> [Given instruction]: Change "innermost point" to "central point" in every one of the following entries, and keep all other text the same.

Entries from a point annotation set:
**********

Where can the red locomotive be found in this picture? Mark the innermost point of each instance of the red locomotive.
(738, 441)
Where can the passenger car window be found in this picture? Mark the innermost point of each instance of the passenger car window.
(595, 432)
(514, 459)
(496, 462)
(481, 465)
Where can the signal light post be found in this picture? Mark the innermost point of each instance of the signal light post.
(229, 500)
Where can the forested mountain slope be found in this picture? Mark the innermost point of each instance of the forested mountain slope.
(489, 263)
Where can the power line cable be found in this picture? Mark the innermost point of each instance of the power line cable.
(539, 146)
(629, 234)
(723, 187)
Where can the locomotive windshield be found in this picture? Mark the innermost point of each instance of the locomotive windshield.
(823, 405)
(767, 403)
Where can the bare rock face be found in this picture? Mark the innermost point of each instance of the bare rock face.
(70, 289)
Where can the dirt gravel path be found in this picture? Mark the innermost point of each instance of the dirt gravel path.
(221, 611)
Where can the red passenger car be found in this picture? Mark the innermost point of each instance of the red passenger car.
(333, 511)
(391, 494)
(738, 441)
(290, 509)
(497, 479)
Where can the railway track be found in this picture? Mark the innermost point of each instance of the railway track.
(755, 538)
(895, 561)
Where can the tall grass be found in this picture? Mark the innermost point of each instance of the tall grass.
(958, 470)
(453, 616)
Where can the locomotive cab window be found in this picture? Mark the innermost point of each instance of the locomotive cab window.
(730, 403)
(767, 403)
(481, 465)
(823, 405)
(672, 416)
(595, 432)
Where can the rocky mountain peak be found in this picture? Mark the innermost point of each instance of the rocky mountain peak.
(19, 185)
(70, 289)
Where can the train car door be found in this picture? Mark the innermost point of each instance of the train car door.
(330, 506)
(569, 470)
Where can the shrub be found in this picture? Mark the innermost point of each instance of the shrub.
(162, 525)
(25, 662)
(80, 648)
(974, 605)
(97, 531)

**********

> [Task answer]:
Where can the red locomotive be found in this picture? Mark the central point of each instance of the red locomotive.
(738, 441)
Where can the passenger car window be found in this picture? Mark the central point of each instance of the passenger car window.
(595, 432)
(514, 459)
(496, 462)
(481, 465)
Where can the signal light post be found in this picture? Mark the central point of each instance of the signal light post.
(229, 500)
Where can the forested mountain slope be found in this picture? Mark the central point of each instance of the forested mountain slope.
(489, 263)
Where can the power line cable be found in this picture? Mark the central point of each instance of the power line cable.
(539, 146)
(629, 234)
(723, 187)
Where can the locomotive windshield be found in this picture? Mark the central point of each instance of the locomotive windshield.
(823, 405)
(767, 403)
Where can the bare rock face be found in this picture? Mark the central point of each instance of the bare rock face.
(70, 289)
Where can the dirt gravel path be found in this picture? Mark the central point of each instance of the dirt gravel path.
(221, 611)
Where can the red passenger car be found in this picture? Mark the central point of each instance of the red passenger car.
(333, 511)
(391, 494)
(738, 441)
(290, 509)
(497, 479)
Where can the railway track be found in this picture? Mark the central point of each instance of the railway track.
(755, 538)
(895, 561)
Where can the tall grass be found in this picture? Mark the central point of each instance of the tall grass.
(958, 470)
(453, 616)
Where can the locomotive cab window be found in this picture? Mark the central point of each instance of the locomotive cab window.
(730, 403)
(767, 403)
(481, 465)
(823, 405)
(672, 416)
(595, 432)
Where can the rocky mountain peak be found in this picture? Mark the central point of each instance of the rocky mountain peak.
(19, 185)
(70, 289)
Where can the train car door be found in this picture? Mark the central point of each instance of the train car door.
(330, 506)
(569, 470)
Where can the shrub be found in this picture? Mark the central point of each instance of the shrub.
(162, 525)
(25, 662)
(80, 648)
(974, 605)
(97, 531)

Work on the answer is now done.